» **CEL ZADANIA**
Zwróć wszystkie poniższe wpisy w niezmienionej postaci.

» **WIERSZE DANYCH**
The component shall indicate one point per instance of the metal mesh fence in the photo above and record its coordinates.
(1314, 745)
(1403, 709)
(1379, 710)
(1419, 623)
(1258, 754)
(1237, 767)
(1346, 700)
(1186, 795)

» **ROZWIĄZANIE PONIŻEJ**
The component shall indicate one point per instance of the metal mesh fence in the photo above and record its coordinates.
(1314, 745)
(1403, 709)
(1379, 710)
(1419, 623)
(1258, 754)
(1237, 767)
(1346, 700)
(1186, 795)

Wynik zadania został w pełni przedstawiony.